* **Document**:

>> START

Abitibi greenstone belt

The 2,677 million year old Abitibi greenstone belt in Ontario and Quebec is one of the largest Archean greenstone belts on Earth and one of the youngest parts of the Superior craton which sequentially forms part of the Canadian Shield.
Komatiite lavas in the Abitibi greenstone belt (pictured) occur in four lithotectonic assemblages known as Pacaud, Stoughton-Roquemaure, Kidd-Munro and Tisdale. The Swayze greenstone belt further south is interpreted to be a southwestern extension of the Abitibi greenstone belt.

Red Lake greenstone belt

The Archean Red Lake greenstone belt in Northwestern Ontario consists of basaltic and komatiitic volcanics ranging in age from 2,925 to 2,940 million years old and younger rhyolite-andesite volcanics ranging in age from 2,730 to 2,750 million years old. It is situated in the western portion of the Uchi Subprovince, a volcanic sequence comprising a number of greenstone belts.

>> END

* **The tasks**:
1 - List the four lithotectonic assemblages in which the greenstone belt text says komatiite lavas of the Abitibi belt occur.
2 - Answer these from the greenstone belt text:
(a) How old is the Abitibi greenstone belt?
(b) Which belt is interpreted to be a southwestern extension of the Abitibi greenstone belt?
(c) Which subprovince is the Red Lake greenstone belt situated in?
3 - Carry on the greenstone belt text, picking up after its last sentence.
The material that comes next has no connection to the greenstone belt text.

* **Information shown**:
>> START

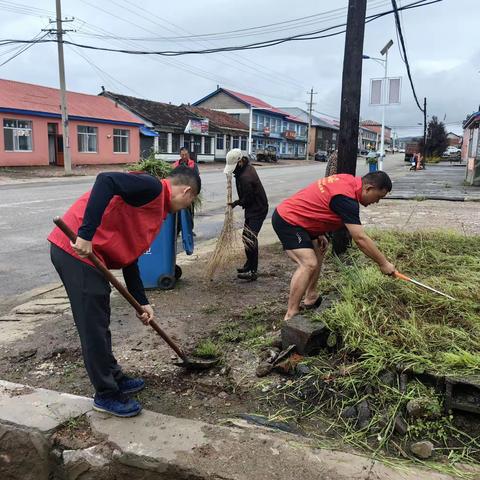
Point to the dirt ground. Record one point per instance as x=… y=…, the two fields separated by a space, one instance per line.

>> END

* **Answers per task**:
1 - Pacaud, Stoughton-Roquemaure, Kidd-Munro, Tisdale

2 -
(a) 2,677 million years old
(b) The Swayze greenstone belt
(c) The Uchi Subprovince, in its western portion

3 -
Plume and rift complexes

Circum-Superior Belt
The 1884-1864 million year old Circum-Superior Belt constitutes a large igneous province extending for more than  from the Labrador Trough in Labrador and northeastern Quebec though the Cape Smith Belt in northern Quebec, the Belcher Islands in southern Nunavut, the Fox River and Thompson belts in northern Manitoba, the Winnipegosis komatiite belt in central Manitoba, and on the southern side of the Superior craton in the Animikie Basin of northwestern Ontario. Two volcano-sedimentary sequences exist in the Labrador Trough with ages of 2,170-2,140 million years and 1,883-1,870 million years. In the Cape Smith Belt, two volcanic groups range in age from 2,040 to 1,870 million years old called the Povungnituk volcano-sedimentary Group and the Chukotat Group. The Belcher Islands in eastern Hudson Bay contain two volcanic sequences known as the Flaherty and Eskimo volcanics. The Fox River Belt consists of volcanics, sills and sediments some 1,883 million years old while magmatism of the Thompson Belt is dated to 1,880 million years old. To the south lies the 1,864 million year old Winnipegosis komatiites. In the Animikie Basin near Lake Superior, volcanism is dated 1,880 million years old.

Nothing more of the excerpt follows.